- _AUFGABENSAMMLUNG_:
**a)** Gib aus dem Text über Prognostiker alles von „Statt professionelle Prognostiker“ bis hinunter zu „ist, desto besser.“ wortgetreu wieder.
**b)** Schreib weiter, was im Text über Prognostiker auf seinen letzten Satz folgt.

- _VORLIEGENDER TEXT_:
━━━━

Statt professionelle Prognostiker zu verspotten, will Tetlock seinen Lesern ein Instrumentarium geben, um gute von schlechten Vorhersagen zu unterscheiden und die Qualität eigener Einschätzungen zu verbessern. Die Maßeinheit dafür heißt „Brier-Wert“ und bringt die prozentuale Eintrittswahrscheinlichkeit, die ein Experte für ein Ereignis abgibt, mit seiner Treffsicherheit in ein Verhältnis. Je größer die Überzeugung, mit der einer danebengreift, desto schlechter ist sein Wert für diese Prognose. Je sicherer einer bei einem richtigen Urteil ist, desto besser.
In seiner Auswertung von rund 28 000 Aussagen über zukünftige Ereignisse hat Tetlock zwei Idealtypen von Prognostikern identifiziert. Die „Igel“, die ihr Weltbild aus einem großen Gedanken, einer in sich geschlossenen Ideologie wie dem Sozialismus oder Neoliberalismus, ableiten und so felsenfeste Antworten auf jede Frage finden. Ein typischer Igel sei der Ex-Reagan-Berater und Fernsehexperte Larry Kudlow, der noch im Dezember 2007 vom „Bush-Boom“ fabulierte, während der US-Häusermarkt bereits tief in die Krise schlitterte – so fest glaubte Kudlow an die Segnungen von Bushs Steuersenkungen für die amerikanische Wirtschaft.
Die „Füchse“ dagegen bezögen möglichst viele verfügbare Informationen und Analysemethoden ein und gäben eher abwägende Urteile. So wie der Statistiker Nate Silver, der bei der US-Wahl 2012 dank der Aggregation aller verfügbaren Umfragen die Ergebnisse in allen 50 Bundesstaaten richtig vorhersagte. Der lag bei Trumps Chancen in den Vorwahlen zwar auch gehörig daneben, leistete aber öffentlich Abbitte und gelobte, aus seinem Fehler zu lernen.

━━━━

- _DATENAUSZUG_:
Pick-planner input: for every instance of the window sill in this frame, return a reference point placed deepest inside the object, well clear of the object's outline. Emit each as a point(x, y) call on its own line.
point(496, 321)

━━━━

- _DIE ERGEBNISSE_:
**a)**
Statt professionelle Prognostiker zu verspotten, will Tetlock seinen Lesern ein Instrumentarium geben, um gute von schlechten Vorhersagen zu unterscheiden und die Qualität eigener Einschätzungen zu verbessern. Die Maßeinheit dafür heißt „Brier-Wert“ und bringt die prozentuale Eintrittswahrscheinlichkeit, die ein Experte für ein Ereignis abgibt, mit seiner Treffsicherheit in ein Verhältnis. Je größer die Überzeugung, mit der einer danebengreift, desto schlechter ist sein Wert für diese Prognose. Je sicherer einer bei einem richtigen Urteil ist, desto besser.

**b)**
Besser als der Geheimdienst
Tetlock lässt keinen Zweifel, dass er „Füchse“ wie Silver für die besseren Experten hält. Die „Igel“ seien dagegen im Durchschnitt sogar schlechter als ein Münzwurf – oder eben der pfeilschleudernde Schimpanse. Selbst unter den Füchsen gibt es aber eine Elite: „Superprognostiker“ wie den Rentner Douglas Lorch, der in Tetlocks Experiment bessere Brier-Werte erzielte als der amerikanische Geheimdienst – und das ohne spezielle Ausbildung oder Zugang zu Geheimdienstinformationen. Menschen wie Lorch, schreibt Tetlock, seien keine Genies, höchstens überdurchschnittlich intelligent und informiert. Vor allem aber sind sie Meister im „Fermisieren“. Bei dieser nach einem italienischen Physiker benannten Schätzmethode werden schwere Fragen („Wie viele Klavierstimmer gibt es in Chicago?“) in vorgelagerte Fragen zerlegt („Wie viele Einwohner hat Chicago?“ „Welcher Prozentsatz von ihnen spielt Klavier?“), um sich so einer Lösung anzunähern.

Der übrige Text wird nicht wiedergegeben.